Oh, and incidentally, folks like Matt Thornton have the luxury of teaching very athletic students who want to fight. Their success doesn't necessarily say a thing about the superiority of their methods of teaching.


----------



## twinkletoes (Aug 1, 2003)

Robert, 

If you talk with Matt Thornton or more closely read about his school, he has over 600 students in Oregon.  The majority of them do not compete, nor are they atheletes.  Of his 600, he has less than 10 that compete (I want to say 7 but I confess to not remembering exactly).  

Matt said something like this about conditioning:  "To do this you need to be in some kind of shape so you don't hurt yourself.  Now, this isn't the same as being a competitor--you need to be in good shape for that.  But if you came to me and said 'Matt, I want to play pick-up games of basketball 3 says a week,' I would say 'You need to get yourself in some kind of shape so you don't hurt yourself."

Stored records:
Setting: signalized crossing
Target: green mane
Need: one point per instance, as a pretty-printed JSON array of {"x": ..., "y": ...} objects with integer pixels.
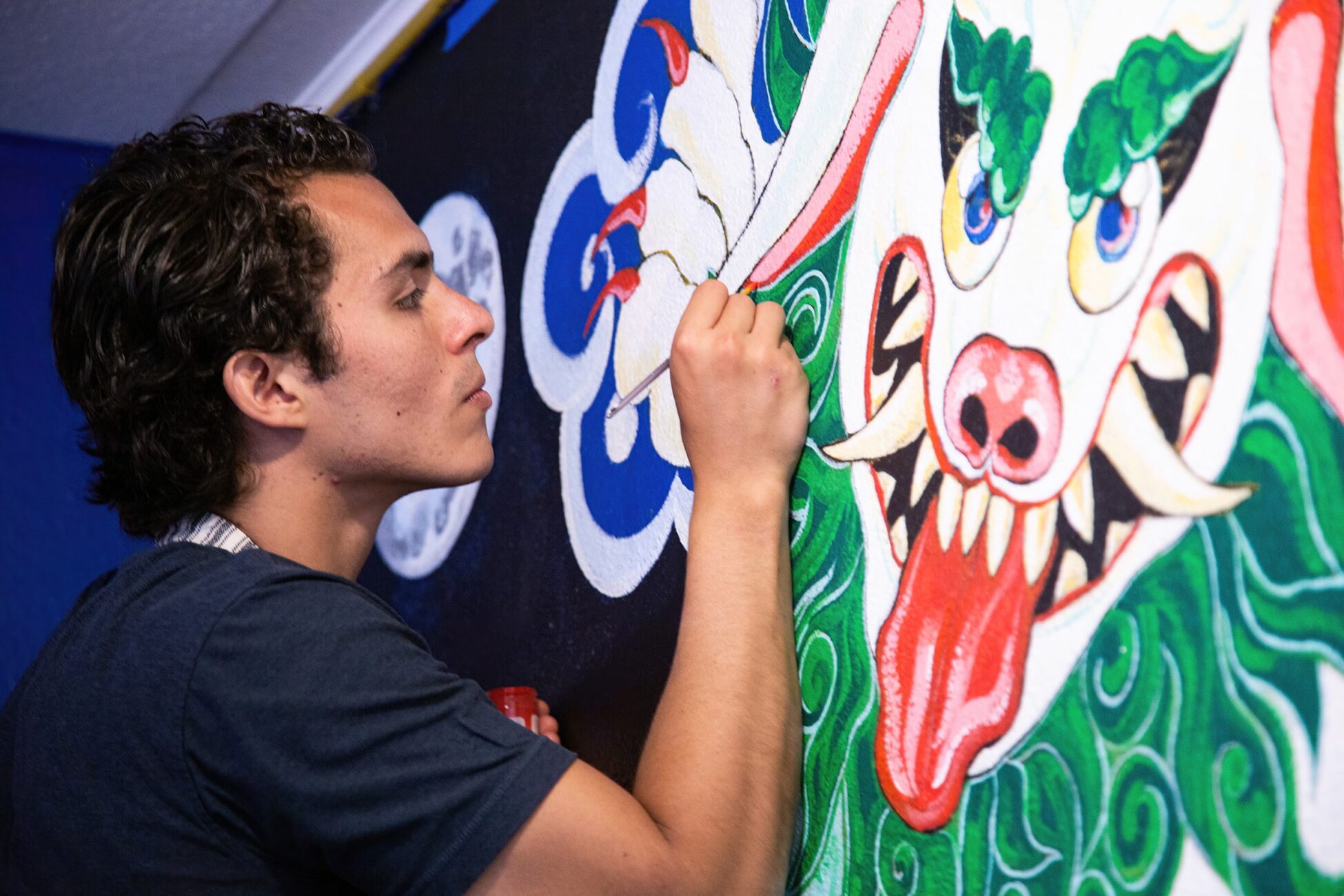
---
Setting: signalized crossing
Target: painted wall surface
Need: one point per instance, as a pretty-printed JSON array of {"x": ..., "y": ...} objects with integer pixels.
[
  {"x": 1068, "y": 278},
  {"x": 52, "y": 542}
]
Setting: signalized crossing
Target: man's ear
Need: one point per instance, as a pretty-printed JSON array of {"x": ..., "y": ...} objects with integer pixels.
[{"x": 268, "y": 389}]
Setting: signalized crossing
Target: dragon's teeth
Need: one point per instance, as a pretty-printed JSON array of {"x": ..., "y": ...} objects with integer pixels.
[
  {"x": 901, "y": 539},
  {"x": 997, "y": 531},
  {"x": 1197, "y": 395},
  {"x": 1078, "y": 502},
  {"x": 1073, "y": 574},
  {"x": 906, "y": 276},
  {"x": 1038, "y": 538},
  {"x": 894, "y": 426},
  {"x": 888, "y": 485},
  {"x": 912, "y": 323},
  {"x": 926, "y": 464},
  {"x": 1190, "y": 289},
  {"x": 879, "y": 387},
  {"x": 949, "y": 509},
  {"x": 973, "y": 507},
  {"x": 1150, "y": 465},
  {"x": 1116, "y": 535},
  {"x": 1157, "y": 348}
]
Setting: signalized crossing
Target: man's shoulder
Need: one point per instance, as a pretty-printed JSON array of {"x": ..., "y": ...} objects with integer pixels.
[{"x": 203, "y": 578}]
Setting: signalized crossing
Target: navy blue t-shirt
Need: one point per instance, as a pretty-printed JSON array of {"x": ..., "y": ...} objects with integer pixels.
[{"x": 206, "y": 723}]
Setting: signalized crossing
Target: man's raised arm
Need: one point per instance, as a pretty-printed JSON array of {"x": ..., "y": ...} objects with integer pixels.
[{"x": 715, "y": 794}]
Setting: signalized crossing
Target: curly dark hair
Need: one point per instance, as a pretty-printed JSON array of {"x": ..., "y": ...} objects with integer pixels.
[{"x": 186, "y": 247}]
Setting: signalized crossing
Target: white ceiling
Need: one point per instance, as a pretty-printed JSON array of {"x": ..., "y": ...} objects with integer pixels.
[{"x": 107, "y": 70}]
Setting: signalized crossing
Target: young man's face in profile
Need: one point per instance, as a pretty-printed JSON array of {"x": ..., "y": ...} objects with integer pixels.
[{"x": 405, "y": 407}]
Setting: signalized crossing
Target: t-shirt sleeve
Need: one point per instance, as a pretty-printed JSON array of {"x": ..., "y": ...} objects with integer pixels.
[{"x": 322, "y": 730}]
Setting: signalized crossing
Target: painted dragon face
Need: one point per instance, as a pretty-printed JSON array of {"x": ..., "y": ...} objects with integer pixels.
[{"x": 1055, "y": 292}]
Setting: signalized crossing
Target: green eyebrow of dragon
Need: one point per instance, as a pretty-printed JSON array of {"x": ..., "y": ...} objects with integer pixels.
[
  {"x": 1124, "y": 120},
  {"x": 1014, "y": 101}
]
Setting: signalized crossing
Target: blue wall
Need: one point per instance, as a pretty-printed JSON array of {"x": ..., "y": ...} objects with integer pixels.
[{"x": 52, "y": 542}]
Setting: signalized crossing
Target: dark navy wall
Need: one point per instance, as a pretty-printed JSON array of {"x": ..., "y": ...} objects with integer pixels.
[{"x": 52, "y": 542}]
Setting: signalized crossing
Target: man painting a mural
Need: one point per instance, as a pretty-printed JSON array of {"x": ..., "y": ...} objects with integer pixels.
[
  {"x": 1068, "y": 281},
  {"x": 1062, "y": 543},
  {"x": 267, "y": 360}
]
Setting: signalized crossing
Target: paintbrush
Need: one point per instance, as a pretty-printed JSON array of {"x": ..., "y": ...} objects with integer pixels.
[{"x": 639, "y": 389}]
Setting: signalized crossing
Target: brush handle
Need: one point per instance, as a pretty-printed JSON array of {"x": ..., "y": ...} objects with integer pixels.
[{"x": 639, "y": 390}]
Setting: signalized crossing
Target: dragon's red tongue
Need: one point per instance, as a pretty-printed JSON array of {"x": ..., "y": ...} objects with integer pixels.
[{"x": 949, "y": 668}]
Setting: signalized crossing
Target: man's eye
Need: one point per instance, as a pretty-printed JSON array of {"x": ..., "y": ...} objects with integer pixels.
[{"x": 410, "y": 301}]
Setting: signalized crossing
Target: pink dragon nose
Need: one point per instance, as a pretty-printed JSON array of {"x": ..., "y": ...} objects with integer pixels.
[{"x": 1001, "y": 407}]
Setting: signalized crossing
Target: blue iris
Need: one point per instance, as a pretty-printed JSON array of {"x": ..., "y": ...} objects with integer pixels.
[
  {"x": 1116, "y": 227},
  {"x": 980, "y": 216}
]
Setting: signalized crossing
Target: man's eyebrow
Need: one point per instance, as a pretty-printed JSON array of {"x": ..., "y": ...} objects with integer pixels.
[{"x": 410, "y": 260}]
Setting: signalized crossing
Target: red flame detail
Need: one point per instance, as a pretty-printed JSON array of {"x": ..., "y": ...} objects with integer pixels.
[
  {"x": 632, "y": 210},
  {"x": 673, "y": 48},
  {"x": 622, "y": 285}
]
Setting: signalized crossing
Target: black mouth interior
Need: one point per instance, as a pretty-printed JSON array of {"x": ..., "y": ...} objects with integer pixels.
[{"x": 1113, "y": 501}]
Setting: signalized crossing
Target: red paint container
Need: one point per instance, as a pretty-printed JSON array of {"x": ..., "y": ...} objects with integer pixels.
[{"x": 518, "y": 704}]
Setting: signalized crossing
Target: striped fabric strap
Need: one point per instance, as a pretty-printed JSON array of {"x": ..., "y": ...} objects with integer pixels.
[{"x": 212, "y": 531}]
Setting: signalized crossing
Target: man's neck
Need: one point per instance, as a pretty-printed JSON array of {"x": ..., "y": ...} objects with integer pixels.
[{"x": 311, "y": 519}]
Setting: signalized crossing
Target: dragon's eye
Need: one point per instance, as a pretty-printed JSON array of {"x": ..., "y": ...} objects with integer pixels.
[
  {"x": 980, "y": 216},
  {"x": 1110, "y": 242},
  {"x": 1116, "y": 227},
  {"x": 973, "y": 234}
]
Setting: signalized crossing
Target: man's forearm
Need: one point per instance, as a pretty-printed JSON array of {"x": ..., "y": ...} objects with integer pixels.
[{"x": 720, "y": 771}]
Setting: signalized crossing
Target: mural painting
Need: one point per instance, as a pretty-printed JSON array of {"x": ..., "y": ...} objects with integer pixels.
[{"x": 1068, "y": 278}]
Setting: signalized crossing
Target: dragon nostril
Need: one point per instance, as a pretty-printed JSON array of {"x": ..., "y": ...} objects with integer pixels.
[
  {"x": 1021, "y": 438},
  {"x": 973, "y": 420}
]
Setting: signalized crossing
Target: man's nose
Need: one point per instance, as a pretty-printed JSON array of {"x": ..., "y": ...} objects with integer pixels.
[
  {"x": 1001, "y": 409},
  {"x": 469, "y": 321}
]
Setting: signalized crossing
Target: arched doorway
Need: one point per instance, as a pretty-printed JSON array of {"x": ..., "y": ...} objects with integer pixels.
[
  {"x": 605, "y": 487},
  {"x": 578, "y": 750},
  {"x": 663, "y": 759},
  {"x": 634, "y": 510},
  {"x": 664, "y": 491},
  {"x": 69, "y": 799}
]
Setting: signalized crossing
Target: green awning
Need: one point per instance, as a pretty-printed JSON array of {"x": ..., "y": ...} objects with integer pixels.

Directives:
(a) From the forum excerpt above, please output the passage starting with "If you talk" and going on through "not remembering exactly).", unchanged.
(b) Answer these questions from the forum excerpt above:
(i) How many students does twinkletoes say Matt Thornton has in Oregon?
(ii) On what date was the twinkletoes post made?
(iii) What sport does Matt name in his example about playing pick-up games?

Full solutions:
(a)
If you talk with Matt Thornton or more closely read about his school, he has over 600 students in Oregon.  The majority of them do not compete, nor are they atheletes.  Of his 600, he has less than 10 that compete (I want to say 7 but I confess to not remembering exactly).

(b)
(i) Over 600.
(ii) Aug 1, 2003.
(iii) Basketball.